- _EXERCISE DATA_
━━━━━━━━━━━━━━━━━━━━

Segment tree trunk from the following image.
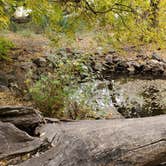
[150,0,160,28]
[20,115,166,166]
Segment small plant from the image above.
[0,38,14,60]
[29,50,96,119]
[30,76,67,118]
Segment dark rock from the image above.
[0,72,8,86]
[0,85,9,92]
[0,106,43,135]
[33,57,47,67]
[0,121,42,160]
[152,52,161,61]
[19,115,166,166]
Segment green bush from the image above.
[30,52,95,119]
[0,38,14,60]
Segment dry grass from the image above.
[0,92,31,106]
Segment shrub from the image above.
[30,51,96,119]
[0,38,14,60]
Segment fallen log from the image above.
[0,106,43,134]
[20,115,166,166]
[0,121,44,161]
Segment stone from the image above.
[0,121,42,160]
[33,57,47,67]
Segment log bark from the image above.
[0,121,43,160]
[0,106,43,135]
[20,115,166,166]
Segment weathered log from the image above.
[0,106,43,133]
[0,122,43,160]
[20,115,166,166]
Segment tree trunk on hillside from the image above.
[20,115,166,166]
[150,0,160,28]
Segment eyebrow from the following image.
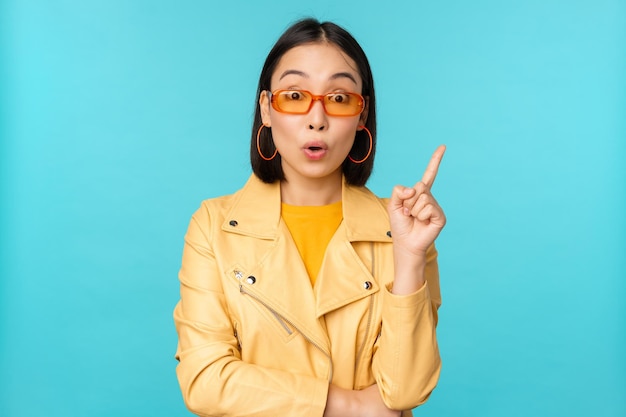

━━━━━━━━━━━━━━━━━━━━

- _YOUR OBJECTIVE_
Rewrite all of the items above, changing "Segment" to "Outline" wherever it occurs and leaving everything else as it is. Omit the pictures from your answer.

- _SOLUTION FOR THIS EXERCISE_
Outline tree trunk from the following image.
[150,0,160,28]
[20,115,166,166]
Outline small plant from the image above.
[0,38,14,60]
[29,50,96,119]
[30,76,67,118]
Outline dark rock from the image above.
[0,72,8,86]
[0,85,9,92]
[0,106,43,135]
[33,57,47,67]
[0,121,42,160]
[152,52,161,61]
[19,115,166,166]
Outline green bush from the image above.
[30,52,95,119]
[0,38,14,60]
Outline dry grass from the image above.
[0,92,31,106]
Outline shrub from the image above.
[30,51,96,119]
[0,38,14,60]
Outline fallen log from the image above.
[0,106,43,134]
[20,115,166,166]
[0,121,44,161]
Outline stone from the image above.
[0,121,42,160]
[33,57,47,67]
Outline log bark from the image above.
[0,121,43,160]
[0,106,43,135]
[20,115,166,166]
Outline weathered log from the image above.
[0,106,43,133]
[0,122,43,160]
[20,115,166,166]
Outline tree trunk on hillside from the image above.
[20,115,166,166]
[150,0,160,28]
Outline eyebrow from the following image.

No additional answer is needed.